*** MATERIAL PROVIDED ***
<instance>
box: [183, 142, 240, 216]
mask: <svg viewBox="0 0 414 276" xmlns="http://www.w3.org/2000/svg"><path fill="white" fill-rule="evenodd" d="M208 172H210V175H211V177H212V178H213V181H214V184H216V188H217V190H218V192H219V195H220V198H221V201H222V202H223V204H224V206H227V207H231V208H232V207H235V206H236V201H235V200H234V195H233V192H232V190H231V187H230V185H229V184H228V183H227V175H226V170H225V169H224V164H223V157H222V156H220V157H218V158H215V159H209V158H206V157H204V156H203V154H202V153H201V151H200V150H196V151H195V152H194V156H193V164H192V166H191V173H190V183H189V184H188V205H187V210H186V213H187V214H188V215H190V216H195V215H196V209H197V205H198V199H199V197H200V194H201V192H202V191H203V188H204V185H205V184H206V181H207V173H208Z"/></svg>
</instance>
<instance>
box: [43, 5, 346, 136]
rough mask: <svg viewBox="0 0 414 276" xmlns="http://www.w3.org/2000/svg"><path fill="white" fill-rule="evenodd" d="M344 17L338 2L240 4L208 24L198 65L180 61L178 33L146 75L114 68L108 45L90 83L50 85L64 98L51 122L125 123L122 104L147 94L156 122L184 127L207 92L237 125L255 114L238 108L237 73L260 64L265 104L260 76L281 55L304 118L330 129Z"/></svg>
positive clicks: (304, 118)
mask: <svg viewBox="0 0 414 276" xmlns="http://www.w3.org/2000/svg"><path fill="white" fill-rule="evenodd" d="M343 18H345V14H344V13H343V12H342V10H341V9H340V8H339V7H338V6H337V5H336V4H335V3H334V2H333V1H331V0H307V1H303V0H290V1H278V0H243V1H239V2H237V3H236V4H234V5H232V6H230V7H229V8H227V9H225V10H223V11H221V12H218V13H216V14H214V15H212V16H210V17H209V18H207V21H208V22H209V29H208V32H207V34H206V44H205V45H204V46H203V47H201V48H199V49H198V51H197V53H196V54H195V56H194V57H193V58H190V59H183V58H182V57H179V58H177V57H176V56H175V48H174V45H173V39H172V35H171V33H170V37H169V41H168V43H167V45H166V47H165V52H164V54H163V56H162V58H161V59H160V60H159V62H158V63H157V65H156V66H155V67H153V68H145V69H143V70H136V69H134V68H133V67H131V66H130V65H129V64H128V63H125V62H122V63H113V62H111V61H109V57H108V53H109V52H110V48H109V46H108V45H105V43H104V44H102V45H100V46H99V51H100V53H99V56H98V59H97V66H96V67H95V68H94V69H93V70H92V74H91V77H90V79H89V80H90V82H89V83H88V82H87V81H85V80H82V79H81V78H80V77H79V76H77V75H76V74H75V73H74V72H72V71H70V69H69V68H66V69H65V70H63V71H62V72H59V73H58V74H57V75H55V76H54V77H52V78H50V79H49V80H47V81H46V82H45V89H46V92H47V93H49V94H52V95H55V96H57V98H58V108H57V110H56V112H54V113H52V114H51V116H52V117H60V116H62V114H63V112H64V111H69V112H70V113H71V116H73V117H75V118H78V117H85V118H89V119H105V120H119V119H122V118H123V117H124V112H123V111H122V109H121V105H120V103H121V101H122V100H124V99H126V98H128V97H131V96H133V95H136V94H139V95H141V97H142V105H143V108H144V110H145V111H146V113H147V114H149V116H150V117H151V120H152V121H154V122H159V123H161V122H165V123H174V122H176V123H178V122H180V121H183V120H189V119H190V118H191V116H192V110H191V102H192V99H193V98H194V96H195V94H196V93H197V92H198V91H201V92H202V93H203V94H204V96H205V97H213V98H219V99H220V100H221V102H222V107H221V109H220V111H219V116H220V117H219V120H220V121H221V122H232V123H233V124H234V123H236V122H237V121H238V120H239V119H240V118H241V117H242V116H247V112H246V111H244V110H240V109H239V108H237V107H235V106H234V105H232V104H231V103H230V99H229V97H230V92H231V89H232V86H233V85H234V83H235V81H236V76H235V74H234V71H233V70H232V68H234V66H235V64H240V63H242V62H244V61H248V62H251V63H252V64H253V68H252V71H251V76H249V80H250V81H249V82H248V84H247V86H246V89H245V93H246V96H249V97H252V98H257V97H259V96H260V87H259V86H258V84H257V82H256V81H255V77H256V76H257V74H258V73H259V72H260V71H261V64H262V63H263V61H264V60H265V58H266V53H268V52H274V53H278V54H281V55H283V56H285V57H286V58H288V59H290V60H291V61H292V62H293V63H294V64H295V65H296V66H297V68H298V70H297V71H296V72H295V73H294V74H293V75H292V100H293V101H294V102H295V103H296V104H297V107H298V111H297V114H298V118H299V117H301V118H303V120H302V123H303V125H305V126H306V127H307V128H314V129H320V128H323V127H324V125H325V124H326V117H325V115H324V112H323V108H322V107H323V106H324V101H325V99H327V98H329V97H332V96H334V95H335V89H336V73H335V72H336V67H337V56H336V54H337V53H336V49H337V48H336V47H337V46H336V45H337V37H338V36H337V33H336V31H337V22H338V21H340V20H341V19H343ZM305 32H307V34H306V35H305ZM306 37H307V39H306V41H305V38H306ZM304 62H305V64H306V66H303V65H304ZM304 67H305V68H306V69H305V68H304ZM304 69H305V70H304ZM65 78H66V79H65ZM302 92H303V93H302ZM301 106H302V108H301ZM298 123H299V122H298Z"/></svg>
*** End of MATERIAL PROVIDED ***
Retype, exactly and in full, the lines above from the one containing "</instance>" through the one containing "rough mask: <svg".

SOLUTION TO THIS EXERCISE →
</instance>
<instance>
box: [43, 5, 346, 136]
rough mask: <svg viewBox="0 0 414 276" xmlns="http://www.w3.org/2000/svg"><path fill="white" fill-rule="evenodd" d="M344 17L338 2L240 4L208 24L198 65L180 61L178 33L146 75L114 68L108 45L90 83L50 85L64 98L51 122L125 123L122 104L147 94L156 122L184 127L207 92L237 125L255 114L238 108L237 73L260 64L265 104L260 76L281 55L304 118L330 129Z"/></svg>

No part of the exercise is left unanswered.